## Data supplied
================================
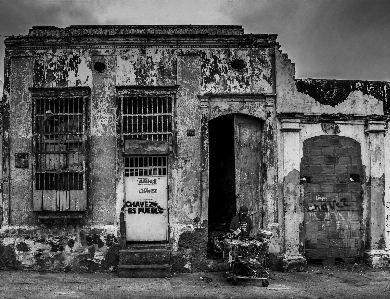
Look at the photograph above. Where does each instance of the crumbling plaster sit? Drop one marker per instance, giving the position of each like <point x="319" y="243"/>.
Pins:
<point x="197" y="70"/>
<point x="356" y="102"/>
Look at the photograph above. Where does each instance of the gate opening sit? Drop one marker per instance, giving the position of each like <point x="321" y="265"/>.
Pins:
<point x="222" y="199"/>
<point x="146" y="206"/>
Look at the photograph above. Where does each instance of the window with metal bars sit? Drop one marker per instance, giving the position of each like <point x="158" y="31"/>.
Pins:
<point x="146" y="113"/>
<point x="59" y="138"/>
<point x="146" y="166"/>
<point x="147" y="117"/>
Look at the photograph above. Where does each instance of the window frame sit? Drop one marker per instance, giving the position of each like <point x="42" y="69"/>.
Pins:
<point x="61" y="198"/>
<point x="148" y="91"/>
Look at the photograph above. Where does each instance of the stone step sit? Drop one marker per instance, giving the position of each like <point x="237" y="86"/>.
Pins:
<point x="144" y="271"/>
<point x="144" y="256"/>
<point x="149" y="246"/>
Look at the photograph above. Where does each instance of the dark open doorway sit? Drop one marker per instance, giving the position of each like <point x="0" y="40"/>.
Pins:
<point x="222" y="199"/>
================================
## Instructions to follow
Give every line of the rows above as a numbered list, skipping blank lines and leaving out the pictures.

## Response to the exercise
1. Look at the photograph above. Where does each instance of the crumbling plaster sit? Drop one marker per instance, giving the position of each like <point x="319" y="243"/>.
2. Pins:
3. <point x="197" y="70"/>
4. <point x="356" y="102"/>
5. Look at the photograph above. Where does each instance of the gate opening sit? Drop one marker per instance, giving the position of each like <point x="321" y="265"/>.
6. Pins:
7. <point x="222" y="199"/>
8. <point x="146" y="206"/>
9. Look at the photograph above. Where does each instance of the window with metal bars sit? Drop one marker per instance, giving the position of each like <point x="158" y="31"/>.
10. Pins:
11. <point x="146" y="113"/>
12. <point x="59" y="138"/>
13. <point x="146" y="166"/>
14. <point x="147" y="117"/>
15. Look at the photograph above. Where does each instance of the window frame sit? Drop one marker per instance, giving the position of each like <point x="42" y="69"/>.
16. Pins:
17. <point x="61" y="198"/>
18. <point x="148" y="91"/>
19. Look at the photograph above. Where does each instance of the stone step sit? Drop one marker per instance, giving the position of each like <point x="237" y="86"/>.
20. Pins:
21. <point x="144" y="271"/>
22. <point x="144" y="256"/>
23. <point x="149" y="246"/>
24. Look at the photograph above. Where does each instance of the dark open doorway sit? Drop one marker per instance, giving the position of each like <point x="0" y="40"/>.
25. Pins:
26. <point x="222" y="199"/>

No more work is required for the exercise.